> _Text_:
What I don't understand is you are having all this work done to extend an already very large house :mrgreen: and yet you did not manage to sneak in a few improvements to your pokey workshop

Seems to me your priorities are all wrong. :lol: :lol: 

Or did someone put her foot down :shock:


----------



## Steve Maskery (30 Jan 2008)

Good q Lurker.
We're having it done becasue that flat roof was 20 years old an on its last legs. We didn't realize how far gone it was until they pulled it off, it practically fell down, we're lucky we've not had water ingress before.

So the options were to spend money putting on another flat roof, which would still look like a carbuncle, run a slope across between the two side rooves (but they are not quite the same slope so something would have to give, and it would mean changing the bedroom window anyway) or rebuild. And as we'd had the Water episode last summer, and the life of a roof like ours is about the age it is now, we decided to bite the bullet.

Yes it would have been nice to extend the workshop but that would mean taking up more of the garden and i don't think that that would have got past management. Anyway, this is taking all our money as it is (well, all J's money to be more accurate), an even bigger project would be out of the question.

BTW, I'm quite pleased with the way they are doing the job, so far so good. I'll be glad when it's done though.
Cheers
Steve


----------



## Racers (1 Feb 2008)

Hi, Steve

I know about flat roof problems ours leaked on to my speakers :evil: so I put a pitched roof on they let you sleep easer at night.

Pete


----------



## Steve Maskery (17 Apr 2008)

Well the end has dragged on and one. In fairness to the builder he got held up by the weather for a couple of weeks, then there were no hip tiles in the country (they made a batch specially for us - and they are still not the correct angle!) and finally he got held p by the lazy geezer who was supposed to be making the doors and windows...

But now it is all done and dusted, or at least dusty, the house if filthy and I'm already sick of painting and decorating and I've only done one room. But this is what it looks like now, and we are very pleased. I think it has been worth it. So we have gone from this:





to this:









I'm thinking of carving a big Green Man to hang on the brickwork. What do you reckon?


----------



## Racers (17 Apr 2008)

Hi, Steve

Cracking job looks like it has allways been there, nice job on the windows and doors to.

Should give us more room for this years bash :wink: 


Pete


----------



## Paul Chapman (17 Apr 2008)

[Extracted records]
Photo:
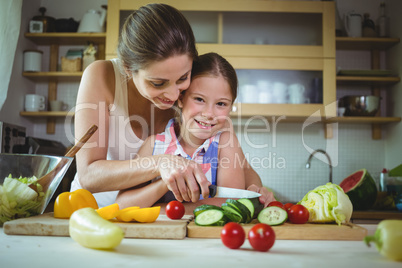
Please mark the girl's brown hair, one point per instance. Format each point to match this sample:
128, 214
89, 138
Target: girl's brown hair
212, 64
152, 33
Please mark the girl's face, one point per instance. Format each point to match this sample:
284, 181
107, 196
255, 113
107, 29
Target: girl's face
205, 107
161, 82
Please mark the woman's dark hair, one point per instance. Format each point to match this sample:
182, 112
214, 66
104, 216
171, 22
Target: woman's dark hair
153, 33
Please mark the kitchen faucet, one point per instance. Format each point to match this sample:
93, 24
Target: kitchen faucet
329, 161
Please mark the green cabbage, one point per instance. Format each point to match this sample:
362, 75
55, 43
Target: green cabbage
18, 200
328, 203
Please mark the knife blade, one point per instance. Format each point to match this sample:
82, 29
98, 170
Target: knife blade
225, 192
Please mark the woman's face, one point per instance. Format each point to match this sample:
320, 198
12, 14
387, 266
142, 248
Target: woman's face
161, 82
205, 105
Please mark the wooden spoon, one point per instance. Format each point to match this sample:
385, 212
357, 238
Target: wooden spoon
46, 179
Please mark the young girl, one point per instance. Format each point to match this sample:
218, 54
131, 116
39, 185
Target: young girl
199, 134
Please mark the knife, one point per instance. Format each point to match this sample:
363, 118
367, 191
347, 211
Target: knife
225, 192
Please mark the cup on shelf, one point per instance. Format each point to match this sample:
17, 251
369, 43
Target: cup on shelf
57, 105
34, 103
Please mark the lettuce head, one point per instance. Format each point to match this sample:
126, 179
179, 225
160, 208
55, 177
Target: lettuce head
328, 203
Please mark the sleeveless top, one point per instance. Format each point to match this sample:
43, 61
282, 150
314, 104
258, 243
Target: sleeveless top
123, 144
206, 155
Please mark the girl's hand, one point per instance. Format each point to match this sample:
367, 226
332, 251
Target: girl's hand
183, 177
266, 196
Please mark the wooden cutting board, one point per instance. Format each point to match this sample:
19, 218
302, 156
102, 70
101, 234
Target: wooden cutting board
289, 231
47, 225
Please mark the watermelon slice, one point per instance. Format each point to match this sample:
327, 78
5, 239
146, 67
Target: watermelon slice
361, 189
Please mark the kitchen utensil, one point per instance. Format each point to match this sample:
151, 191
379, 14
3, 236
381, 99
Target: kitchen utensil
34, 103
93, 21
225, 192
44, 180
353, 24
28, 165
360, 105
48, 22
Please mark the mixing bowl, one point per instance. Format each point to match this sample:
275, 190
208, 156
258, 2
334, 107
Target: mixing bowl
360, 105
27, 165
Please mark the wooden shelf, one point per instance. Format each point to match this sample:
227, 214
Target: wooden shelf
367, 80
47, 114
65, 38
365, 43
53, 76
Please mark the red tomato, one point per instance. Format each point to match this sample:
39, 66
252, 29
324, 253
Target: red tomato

> _Set exercise 1_:
Using the forum thread about the roof, decide whether each statement agrees with it. Answer yes or no, and quote the words from the thread that settle it.
(a) The old flat roof had been on the house for 20 years.
(b) The workshop was made bigger as part of the building work.
(c) Hip tiles had to be made specially for the job.
> _Set exercise 2_: According to the forum thread about the roof, how long did the weather hold up the builder?
> _Set exercise 3_: Carry on the forum thread about the roof from where it stops by writing the post that belongs under the last heading.

> _Task output 1_:
(a) Yes: "that flat roof was 20 years old"
(b) No: "it would have been nice to extend the workshop but that would mean taking up more of the garden"
(c) Yes: "they made a batch specially for us"

> _Task output 2_: A couple of weeks.

> _Task output 3_:
Very nice, Steve.

Cheers :wink: 

Paul


----------



## CNC Paul (17 Apr 2008)

Hey Steve,

Very nice job, extremely posh TWO back doors....are they His & Hers  


Paul


----------



## lurker (18 Apr 2008)

Pete,

You read my mind!!!

So........... Steve, how hard do we need to twist your arm???


----------



## Steve Maskery (18 Apr 2008)

Not this year, guys. The outside might be done, but inside it's a tip, and I think I'm going to be painting and decorating for a year! We are already in mid-April so June and July are just too soon. If we get to late summer and all is done, and folks are still interested in a last-minute affair, that might be a different matter.

Of course, if someone else wants to pick up the baton...

S


----------



## lurker (18 Apr 2008)

What about a longer "do" just at the hall you organised last time??
[-o< [-o< [-o< 


Last year, much as I enjoyed "part 2" it was "part 1" that was most memorable.


----------



## Racers (18 Apr 2008)

Hi,

I agree with Lurker it was a shame to leave the hall, some sandwiches and beer and then carry on plane fondling would be great.


Pete

Avalible for sandwich making.


----------



## Gordon T (19 Apr 2008)

Looks very impressive, good luck with the decorating,heh,heh

GT


----------



## NeilO (19 Apr 2008)

Steve M wrote:


> Of course, if someone else wants to pick up the baton...


Or, everyone attending picks up a paintbrush or roller... :lol: :lol:


----------



## SketchUp Guru (19 Apr 2008)

Steve, it has turned out quite nice. I'm glad to see pictures of it.

So, we are thinking of doing something like to our house. You're the expert. Will you come and make the windows and doors?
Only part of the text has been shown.